WHAT TO DO – Can you write out the section of the spirituality passage that begins at "The spiritual realm" and stops after "we become elated."?

TEXT SECTION START

It is that which can be experienced in consciousness and described but not defined by words, which are limited by form. We know spirit when we experience it, but explaining it is impossible. It’s like trying to describe what it feels like to ride a bicycle, witness a shooting star, or stand atop a mountain.
“Spirituality is recognizing and celebrating that we are all inextricably connected by a power greater than all of us and that our connection to that power and to one another is grounded in love and compassion. Practicing spirituality brings a sense of perspective, meaning, and purpose to our lives.” - Brené Brown
The divine can be experienced while listening to classical music or a movie soundtrack. We may feel awe while watching the sunset or standing in a redwood forest. We may be touched deeply by a newborn baby, puppy, or calf. A funeral may cause us to see the brevity and preciousness of all life.
The spiritual realm is innately satisfying and fulfilling.
Seeking Enduring Happiness in the Practical
While living in the human realm, we get rare glimpses of the spiritual, but they are usually insufficient to convince us of its need. When you swim in the water, water is what you know. Our limited perception is reinforced by the belief that the human realm can and will provide for all our needs.
And so we spend our days toiling to achieve and acquire the things we believe will provide enduring happiness: money, fame, accomplishments, and possessions. When we get a new car, we feel excited. When we get a pay raise, we feel proud. When the stock market goes up, we become elated.

TEXT SECTION END
DATA FOR REVIEW START

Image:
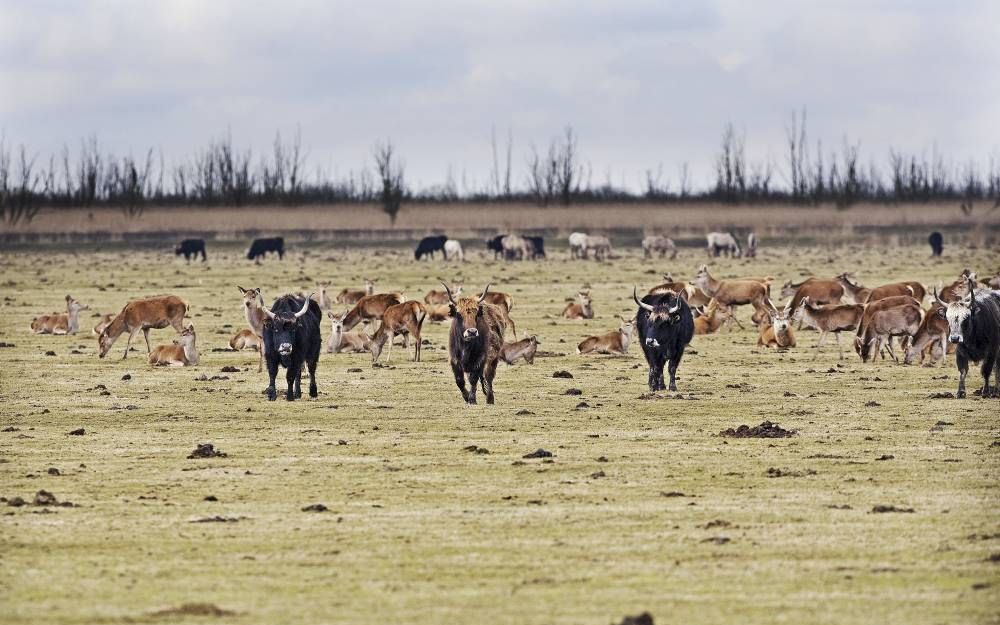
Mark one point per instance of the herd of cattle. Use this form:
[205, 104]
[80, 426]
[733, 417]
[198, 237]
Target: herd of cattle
[963, 317]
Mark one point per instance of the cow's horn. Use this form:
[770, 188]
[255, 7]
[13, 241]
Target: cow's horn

DATA FOR REVIEW END

RESULT BELOW –
The spiritual realm is innately satisfying and fulfilling.
Seeking Enduring Happiness in the Practical
While living in the human realm, we get rare glimpses of the spiritual, but they are usually insufficient to convince us of its need. When you swim in the water, water is what you know. Our limited perception is reinforced by the belief that the human realm can and will provide for all our needs.
And so we spend our days toiling to achieve and acquire the things we believe will provide enduring happiness: money, fame, accomplishments, and possessions. When we get a new car, we feel excited. When we get a pay raise, we feel proud. When the stock market goes up, we become elated.